> RAW DATA
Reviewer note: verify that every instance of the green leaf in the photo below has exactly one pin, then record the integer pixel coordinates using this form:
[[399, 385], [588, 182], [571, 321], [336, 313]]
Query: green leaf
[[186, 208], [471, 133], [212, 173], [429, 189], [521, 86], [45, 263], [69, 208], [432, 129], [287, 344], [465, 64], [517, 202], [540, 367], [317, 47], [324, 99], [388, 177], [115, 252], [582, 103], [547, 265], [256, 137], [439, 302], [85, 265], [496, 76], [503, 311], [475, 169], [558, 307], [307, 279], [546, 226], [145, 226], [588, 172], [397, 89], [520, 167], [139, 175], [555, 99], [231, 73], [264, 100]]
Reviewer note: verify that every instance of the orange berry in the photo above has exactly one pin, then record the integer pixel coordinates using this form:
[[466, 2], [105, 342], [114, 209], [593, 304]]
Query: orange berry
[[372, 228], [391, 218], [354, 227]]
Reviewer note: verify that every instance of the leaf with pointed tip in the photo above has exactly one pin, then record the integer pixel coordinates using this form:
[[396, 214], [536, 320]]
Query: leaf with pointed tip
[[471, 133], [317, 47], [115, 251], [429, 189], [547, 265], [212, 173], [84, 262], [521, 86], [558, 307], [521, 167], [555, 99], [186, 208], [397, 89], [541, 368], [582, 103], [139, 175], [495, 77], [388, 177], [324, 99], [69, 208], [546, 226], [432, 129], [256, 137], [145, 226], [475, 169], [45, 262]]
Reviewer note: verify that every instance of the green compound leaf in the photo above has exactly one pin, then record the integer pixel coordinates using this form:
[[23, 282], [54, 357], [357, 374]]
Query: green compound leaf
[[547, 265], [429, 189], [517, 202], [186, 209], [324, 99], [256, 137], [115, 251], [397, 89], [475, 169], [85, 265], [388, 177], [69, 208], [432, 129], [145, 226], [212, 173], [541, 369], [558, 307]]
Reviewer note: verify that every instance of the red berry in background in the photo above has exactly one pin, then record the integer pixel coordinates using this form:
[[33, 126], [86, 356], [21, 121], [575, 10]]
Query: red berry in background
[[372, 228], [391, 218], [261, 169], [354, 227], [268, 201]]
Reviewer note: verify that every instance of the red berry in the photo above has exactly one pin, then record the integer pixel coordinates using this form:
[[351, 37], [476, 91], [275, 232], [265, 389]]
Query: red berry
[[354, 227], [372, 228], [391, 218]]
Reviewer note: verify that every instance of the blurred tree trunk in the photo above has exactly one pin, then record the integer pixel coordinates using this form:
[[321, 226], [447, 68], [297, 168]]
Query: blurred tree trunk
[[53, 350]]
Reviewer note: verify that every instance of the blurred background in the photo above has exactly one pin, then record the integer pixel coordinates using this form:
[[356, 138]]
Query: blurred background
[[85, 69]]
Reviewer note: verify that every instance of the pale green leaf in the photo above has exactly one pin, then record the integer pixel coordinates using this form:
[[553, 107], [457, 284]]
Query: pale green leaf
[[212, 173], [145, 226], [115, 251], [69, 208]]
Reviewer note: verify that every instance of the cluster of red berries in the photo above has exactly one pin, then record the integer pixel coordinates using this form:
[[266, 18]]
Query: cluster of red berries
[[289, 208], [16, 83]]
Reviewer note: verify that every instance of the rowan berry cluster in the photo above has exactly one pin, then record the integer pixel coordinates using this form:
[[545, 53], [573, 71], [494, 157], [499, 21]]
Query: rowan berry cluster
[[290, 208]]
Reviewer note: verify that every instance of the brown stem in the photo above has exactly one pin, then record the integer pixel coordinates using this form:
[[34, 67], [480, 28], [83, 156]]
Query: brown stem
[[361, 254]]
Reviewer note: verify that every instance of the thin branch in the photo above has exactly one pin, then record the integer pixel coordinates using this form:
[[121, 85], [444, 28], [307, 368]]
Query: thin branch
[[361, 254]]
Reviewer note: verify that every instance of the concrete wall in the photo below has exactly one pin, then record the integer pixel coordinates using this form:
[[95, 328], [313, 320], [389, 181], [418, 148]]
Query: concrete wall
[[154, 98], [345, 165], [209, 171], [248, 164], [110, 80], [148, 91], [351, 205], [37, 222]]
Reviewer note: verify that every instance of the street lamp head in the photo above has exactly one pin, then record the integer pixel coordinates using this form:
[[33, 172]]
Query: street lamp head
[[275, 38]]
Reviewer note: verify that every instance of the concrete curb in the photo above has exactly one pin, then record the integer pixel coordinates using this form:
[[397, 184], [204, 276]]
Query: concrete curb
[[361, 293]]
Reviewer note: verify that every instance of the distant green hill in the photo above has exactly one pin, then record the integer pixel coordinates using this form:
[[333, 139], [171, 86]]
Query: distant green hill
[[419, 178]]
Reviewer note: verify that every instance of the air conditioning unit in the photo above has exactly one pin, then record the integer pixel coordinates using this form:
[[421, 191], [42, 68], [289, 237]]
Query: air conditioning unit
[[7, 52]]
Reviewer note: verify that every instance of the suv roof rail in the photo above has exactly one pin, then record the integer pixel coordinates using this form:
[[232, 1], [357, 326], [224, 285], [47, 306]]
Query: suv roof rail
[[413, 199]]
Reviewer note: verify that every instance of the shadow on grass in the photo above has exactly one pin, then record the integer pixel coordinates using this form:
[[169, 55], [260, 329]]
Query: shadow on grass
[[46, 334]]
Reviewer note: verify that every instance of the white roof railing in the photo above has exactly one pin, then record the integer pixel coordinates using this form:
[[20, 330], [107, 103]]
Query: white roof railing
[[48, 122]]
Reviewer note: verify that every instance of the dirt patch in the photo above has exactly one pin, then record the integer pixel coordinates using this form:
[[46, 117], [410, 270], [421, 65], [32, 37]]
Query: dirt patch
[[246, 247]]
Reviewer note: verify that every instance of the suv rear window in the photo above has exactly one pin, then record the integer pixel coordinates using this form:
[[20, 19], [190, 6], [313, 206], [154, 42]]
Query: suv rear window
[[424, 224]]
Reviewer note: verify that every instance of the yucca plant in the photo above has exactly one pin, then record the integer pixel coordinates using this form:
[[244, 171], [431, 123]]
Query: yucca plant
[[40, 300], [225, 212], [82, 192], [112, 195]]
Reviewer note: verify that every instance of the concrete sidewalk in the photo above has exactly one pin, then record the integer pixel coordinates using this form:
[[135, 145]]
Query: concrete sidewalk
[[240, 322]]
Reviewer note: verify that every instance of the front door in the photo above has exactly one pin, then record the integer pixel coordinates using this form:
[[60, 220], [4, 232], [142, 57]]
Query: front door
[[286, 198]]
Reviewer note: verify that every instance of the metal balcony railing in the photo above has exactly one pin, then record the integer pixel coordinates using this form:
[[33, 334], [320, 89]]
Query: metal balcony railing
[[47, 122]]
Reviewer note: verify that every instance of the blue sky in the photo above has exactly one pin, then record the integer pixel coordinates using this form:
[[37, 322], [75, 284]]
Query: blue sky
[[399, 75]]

> PROBLEM TO WORK ON
Please arrange the part of the entries above that opens with the line containing "Reviewer note: verify that every instance of the concrete curb" and closes with the line containing "[[361, 293]]" as a Markdown table with the columns Row and Line, including both of those lines. Give each line its row number and leave out blank lines.

> ANSWER TO THE EXERCISE
| Row | Line |
|---|---|
| 1 | Reviewer note: verify that every instance of the concrete curb in the photo above has exactly one pin, then record the integer pixel coordinates using this form: |
| 2 | [[397, 184], [204, 276]] |
| 3 | Query: concrete curb |
| 4 | [[361, 293]] |